_Yapılacak İş 1:_ Carl Rogers hakkındaki metne göre, bireyin olumlu saygı ve benlik saygısı ihtiyaçlarının ilk doyum kaynağı kimdir?
_Yapılacak İş 2:_ Carl Rogers hakkındaki metinde geçen “Böylelikle kişi, kendi öz benliğinden vazgeçen bir yapıya dönüşür.” cümlesini İngilizceye çevir.
_Yapılacak İş 3:_ Carl Rogers ile ilgili metnin devamını, son cümlenin ardından yaz.

┌─ Kaynak Metin

Carl Rogers ve ‘kapasitesini Tam Olarak Kullanan Kimse’ (Fully Functioning Person)

“Hepimiz dünyaya prens ve prensesler olarak geliriz sonra kurbağaya döneriz”
Carl Rogers

Abraham Maslow ile birlikte psikoloji alanında insancıl (hümanist) ekolün kurucularından olan Amerikalı psikolog Carl Rogers, kendini gerçekleştiren insanı, ‘kapasitesini tam olarak kullanan kimse’ şeklinde tanımlamıştır. Rogers da her bireyin dünyaya kendini gerçekleştirme, diğer bir deyişle, kapasitesini tam olarak kullanma eğilimi ile geldiğini; ancak hayatın ilk yıllarından itibaren insanın yakın çevresi ile etkileşiminin onun kendini gerçekleştirme düzeyini etkileyen en önemli etken halini aldığını iddia etmiştir. Rogers’a göre bireyin bu dönemde ihtiyaç duyduğu iki önemli unsur vardır. Bunlar ‘olumlu saygı’ (positive regard) ve ‘benlik saygısı’ (self regard) ihtiyaçlarıdır. Her ikisi de bebeklikten itibaren kazanılan bu ihtiyaçların ilk doyum kaynağı ise onun yakın çevresi, özellikle annesidir. Bu bağlamda çocuk, anneyi hoşnut eden biçimde davrandığı zaman sevilir ve anneyi hoşnut etmeyen herhangi bir davranışı memnuniyetsizlik, sevgi ve şefkatin esirgenmesi şeklinde karşılık görürse zaman içerisinde annesini hoşnut etmek üzere bir ruhsal sistem geliştirmek zorunda kalır. Bu durumun doğal bir sonucu olarak bir süre sonra çocuk, kendisini annesinin gördüğü biçimde görmeye başlar ve davranışları, doğal ihtiyaçlarına göre değil de annesi vasıtasıyla içselleştirdiği değer yargıları tarafından belirlenmeye başlar. Böylelikle kişi, kendi öz benliğinden vazgeçen bir yapıya dönüşür. Bu durumun tam tersi olarak eğer çocuk, annesi tarafından olduğu gibi kabul edilip, koşullu bir sevgi ortamına maruz bırakılmadan onun ihtiyaç duyduğu benlik saygısı koşulsuz olarak karşılanırsa, potansiyeli hayata taşıma ve kendini gerçekleştirme yolunda emin adımlarla ilerler.

└─
┌─ Verilen Malzeme

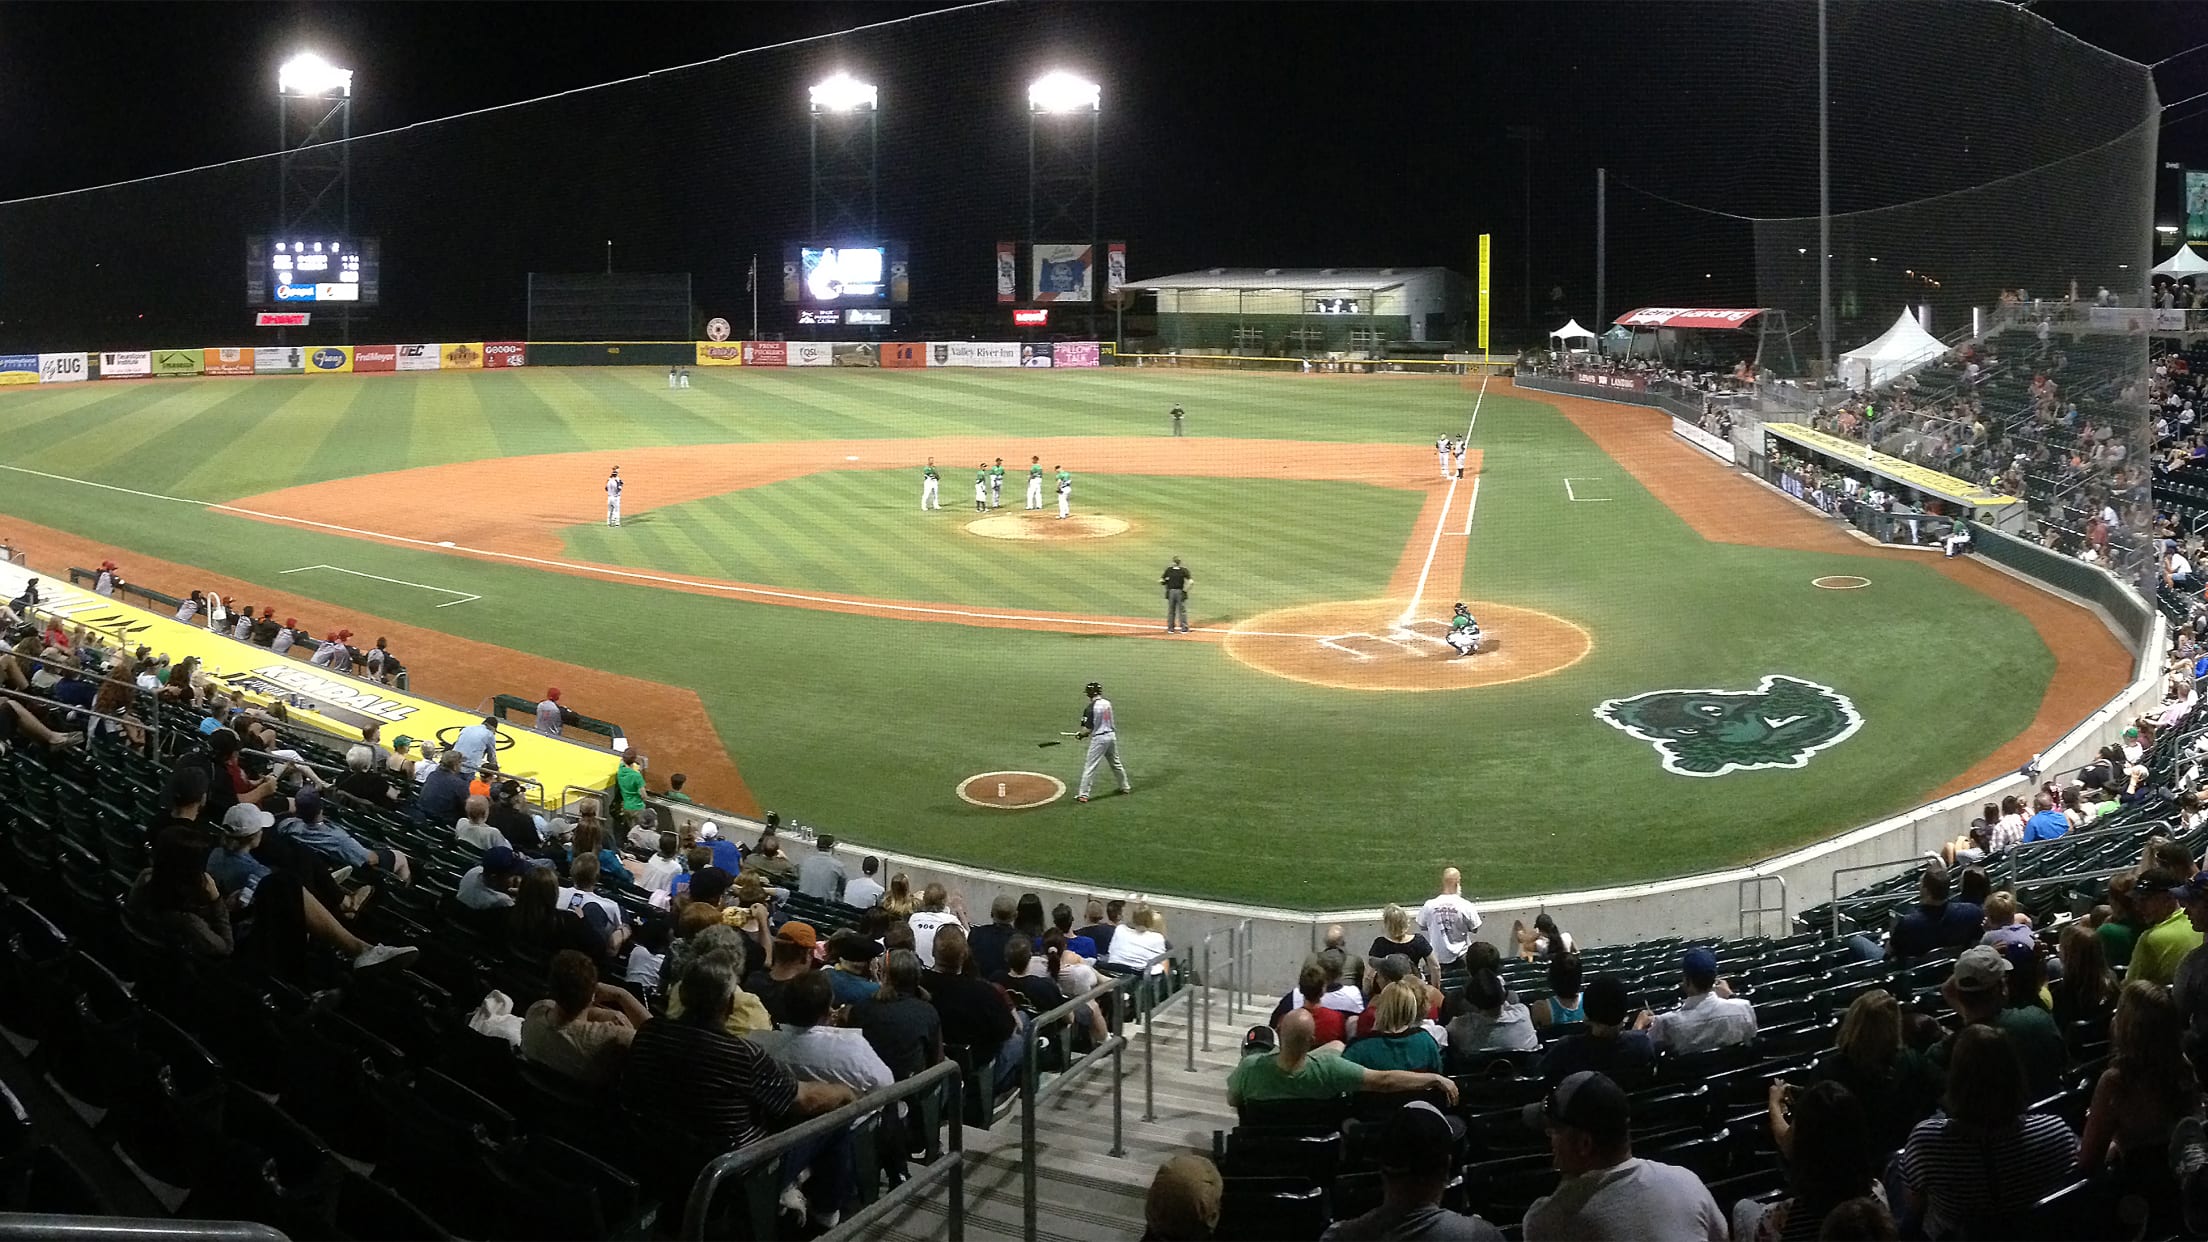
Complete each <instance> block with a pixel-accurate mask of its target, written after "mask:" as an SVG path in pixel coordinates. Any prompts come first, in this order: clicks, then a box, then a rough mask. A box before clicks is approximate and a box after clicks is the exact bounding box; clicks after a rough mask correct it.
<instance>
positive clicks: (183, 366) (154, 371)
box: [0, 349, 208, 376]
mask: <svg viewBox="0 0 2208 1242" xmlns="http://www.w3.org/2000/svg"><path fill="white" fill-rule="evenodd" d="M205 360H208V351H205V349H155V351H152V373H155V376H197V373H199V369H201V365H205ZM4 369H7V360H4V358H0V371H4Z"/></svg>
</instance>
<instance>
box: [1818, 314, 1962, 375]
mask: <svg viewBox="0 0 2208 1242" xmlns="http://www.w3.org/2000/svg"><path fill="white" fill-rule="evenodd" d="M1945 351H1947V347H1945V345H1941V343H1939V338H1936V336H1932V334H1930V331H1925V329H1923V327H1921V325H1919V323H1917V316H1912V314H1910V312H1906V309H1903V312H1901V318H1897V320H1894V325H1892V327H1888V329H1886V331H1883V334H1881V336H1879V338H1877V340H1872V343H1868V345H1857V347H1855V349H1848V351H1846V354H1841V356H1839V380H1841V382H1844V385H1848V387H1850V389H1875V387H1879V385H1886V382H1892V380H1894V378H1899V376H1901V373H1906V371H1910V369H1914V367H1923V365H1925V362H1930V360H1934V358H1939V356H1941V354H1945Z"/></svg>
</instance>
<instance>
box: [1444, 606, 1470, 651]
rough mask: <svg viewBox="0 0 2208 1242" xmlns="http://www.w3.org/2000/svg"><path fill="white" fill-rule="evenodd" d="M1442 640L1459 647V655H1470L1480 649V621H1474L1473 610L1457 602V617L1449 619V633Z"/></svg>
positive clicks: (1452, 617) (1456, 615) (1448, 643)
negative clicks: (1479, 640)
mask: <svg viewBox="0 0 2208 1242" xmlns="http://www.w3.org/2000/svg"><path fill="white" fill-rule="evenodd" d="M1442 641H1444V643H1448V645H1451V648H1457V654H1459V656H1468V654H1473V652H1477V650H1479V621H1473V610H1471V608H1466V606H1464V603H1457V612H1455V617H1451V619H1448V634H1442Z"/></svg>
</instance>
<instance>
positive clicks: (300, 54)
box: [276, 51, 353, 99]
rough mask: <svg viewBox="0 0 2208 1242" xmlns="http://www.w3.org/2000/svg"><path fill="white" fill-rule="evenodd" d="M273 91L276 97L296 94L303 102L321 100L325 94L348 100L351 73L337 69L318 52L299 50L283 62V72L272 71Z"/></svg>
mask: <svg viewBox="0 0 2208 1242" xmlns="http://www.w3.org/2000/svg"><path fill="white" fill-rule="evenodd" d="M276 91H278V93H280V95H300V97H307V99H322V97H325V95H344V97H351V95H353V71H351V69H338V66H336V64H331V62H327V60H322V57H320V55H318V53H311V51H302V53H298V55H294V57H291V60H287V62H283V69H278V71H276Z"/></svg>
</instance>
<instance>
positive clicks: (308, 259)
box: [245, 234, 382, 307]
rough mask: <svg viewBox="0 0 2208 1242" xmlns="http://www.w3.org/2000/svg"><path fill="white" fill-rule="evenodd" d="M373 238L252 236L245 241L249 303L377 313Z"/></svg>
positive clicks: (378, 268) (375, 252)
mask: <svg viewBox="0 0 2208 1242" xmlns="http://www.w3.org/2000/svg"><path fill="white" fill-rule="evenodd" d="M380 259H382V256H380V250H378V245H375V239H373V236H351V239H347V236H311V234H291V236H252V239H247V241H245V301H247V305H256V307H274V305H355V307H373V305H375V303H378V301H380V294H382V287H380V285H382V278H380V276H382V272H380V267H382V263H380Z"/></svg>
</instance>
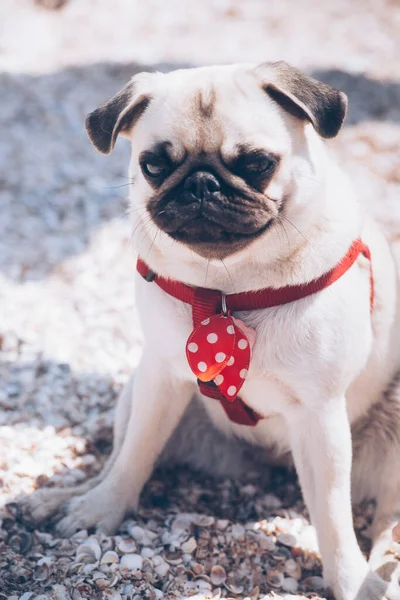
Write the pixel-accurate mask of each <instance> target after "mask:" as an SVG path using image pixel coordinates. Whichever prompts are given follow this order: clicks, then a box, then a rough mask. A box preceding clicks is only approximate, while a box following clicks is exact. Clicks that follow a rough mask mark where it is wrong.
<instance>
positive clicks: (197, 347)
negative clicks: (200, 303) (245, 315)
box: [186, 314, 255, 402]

└─
┌─ Verilen Malzeme

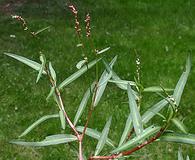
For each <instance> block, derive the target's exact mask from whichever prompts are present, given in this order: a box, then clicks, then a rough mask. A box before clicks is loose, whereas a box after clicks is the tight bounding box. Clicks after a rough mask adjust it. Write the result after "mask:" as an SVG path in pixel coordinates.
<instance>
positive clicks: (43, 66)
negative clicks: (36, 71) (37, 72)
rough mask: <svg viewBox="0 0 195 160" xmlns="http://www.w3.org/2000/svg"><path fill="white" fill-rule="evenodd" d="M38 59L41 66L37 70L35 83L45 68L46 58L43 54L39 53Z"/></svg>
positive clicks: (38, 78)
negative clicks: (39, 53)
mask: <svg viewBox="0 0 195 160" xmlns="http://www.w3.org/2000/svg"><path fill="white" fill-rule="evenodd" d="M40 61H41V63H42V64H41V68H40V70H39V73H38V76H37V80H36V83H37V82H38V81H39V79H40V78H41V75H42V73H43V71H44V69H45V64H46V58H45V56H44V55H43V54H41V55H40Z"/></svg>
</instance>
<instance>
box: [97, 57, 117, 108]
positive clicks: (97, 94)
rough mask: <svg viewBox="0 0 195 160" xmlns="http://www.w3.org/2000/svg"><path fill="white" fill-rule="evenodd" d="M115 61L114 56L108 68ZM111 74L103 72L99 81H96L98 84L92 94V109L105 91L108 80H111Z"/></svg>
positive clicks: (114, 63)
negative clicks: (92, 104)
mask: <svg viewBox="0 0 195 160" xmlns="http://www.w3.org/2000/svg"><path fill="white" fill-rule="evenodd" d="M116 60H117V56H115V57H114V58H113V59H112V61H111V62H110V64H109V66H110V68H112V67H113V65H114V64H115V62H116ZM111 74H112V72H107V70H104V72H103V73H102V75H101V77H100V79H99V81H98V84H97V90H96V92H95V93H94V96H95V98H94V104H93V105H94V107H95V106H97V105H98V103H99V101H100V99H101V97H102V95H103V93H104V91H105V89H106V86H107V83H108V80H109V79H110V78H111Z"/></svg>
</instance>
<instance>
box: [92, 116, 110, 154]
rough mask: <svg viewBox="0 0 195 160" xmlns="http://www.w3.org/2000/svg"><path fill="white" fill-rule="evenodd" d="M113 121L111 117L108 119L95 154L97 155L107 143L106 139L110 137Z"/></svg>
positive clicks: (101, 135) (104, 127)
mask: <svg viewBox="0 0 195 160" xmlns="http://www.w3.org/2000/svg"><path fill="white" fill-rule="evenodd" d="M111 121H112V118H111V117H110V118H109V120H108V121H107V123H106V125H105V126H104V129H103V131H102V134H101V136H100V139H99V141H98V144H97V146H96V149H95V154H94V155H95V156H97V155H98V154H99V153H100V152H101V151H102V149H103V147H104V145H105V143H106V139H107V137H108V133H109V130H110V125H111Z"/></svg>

└─

_Görev Yanıtı 1:_ Bireyin yakın çevresi, özellikle annesi.

_Görev Yanıtı 2:_ In this way, the person turns into someone who gives up their own true self.

_Görev Yanıtı 3:_
Rogers’a göre kapasitesini tam olarak kullanan kişi, hal ve hareketleri, yaşam biçimi ve hayatı algılayış şekli açısından diğer insanlardan belirgin bir şekilde ayrılmaktadır. Bu bağlamda Rogers, ‘kapasitesini tam olarak kullanan’ insanların başlıca özelliklerini dört başlık altında toplamıştır:

1-Değişik yaşantılara açık olabilme: Gerçekliği, bastırma ve inkâr etme gereksinimi duymadan, bozmadan ve rahatça algılayarak görebilmek anlamına gelen bu özellik; kişinin, şu anki durumunun farkında olarak ileriye dönük bir değişime ve gelişime de açık olması anlamına gelmektedir.

2. Daha varoluşsal bir hayat sürdürebilme: 
Geçmiş ve geleceğe takılı kalamadan, her yeni anın kıymetini bilerek anı yaşayabilme becerisine sahip olma anlamına gelmektedir.

3-Organizmasına (kendine) giderek artan bir güven hissetme: Yeni yaşantılar deneyimlerken ‘doğru olanın bu olduğu’ duygusunu hissederek organismik tepkiler geliştirme anlamına gelmektedir.

4. Daha tam olarak fonksiyonda bulunma: Kendi potansiyelinin ve sınırlarının farkında olarak işlevsel ve özgür bir halde bol ve doğru uyaranlar almak anlamına gelmektedir.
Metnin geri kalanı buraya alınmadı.